**The task**
Reproduce everything in the forum post about not calling security, from "But it is the" down to "posts will clarify.".

I definitely would not have called security. Calling security could only make the problem, whatever the problem might be--unwanted attention? lack of feeling safe?--worse. And it seems ungracious to people who were simply standing there. Evidently they weren't making much noise.

Maybe they shouldn't have congregated there, but people make mistakes, and especially in a group, people do tend to defer judgment to the group. They were at a convention. Minor inconvenience at best, judging by the description and the fact that they weren't noisy.

If the OP was feeling excluded from a convention she was also attending, then she might have joined them. I doubt that the men were deliberately segregating themselves.

But it is the OP's intentions and interpretations, not mine, not other posters', that I don't understand clearly, and perhaps subsequent posts will clarify.

At any rate, no harm done by the OP's choice. We all go through life making very minor misjudgments, and we survive and so do others. This seems to be one of life's many forgettable and inconsequential and trivial missteps of judgment--if it even deserves that category of appraisal.

**Data excerpts**

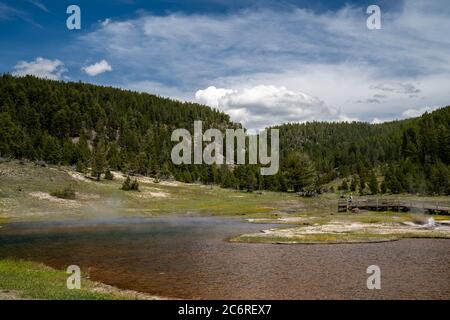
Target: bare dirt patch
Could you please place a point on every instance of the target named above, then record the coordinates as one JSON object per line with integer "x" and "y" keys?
{"x": 48, "y": 197}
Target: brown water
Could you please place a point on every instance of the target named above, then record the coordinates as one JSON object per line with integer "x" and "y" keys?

**Correct result**
But it is the OP's intentions and interpretations, not mine, not other posters', that I don't understand clearly, and perhaps subsequent posts will clarify.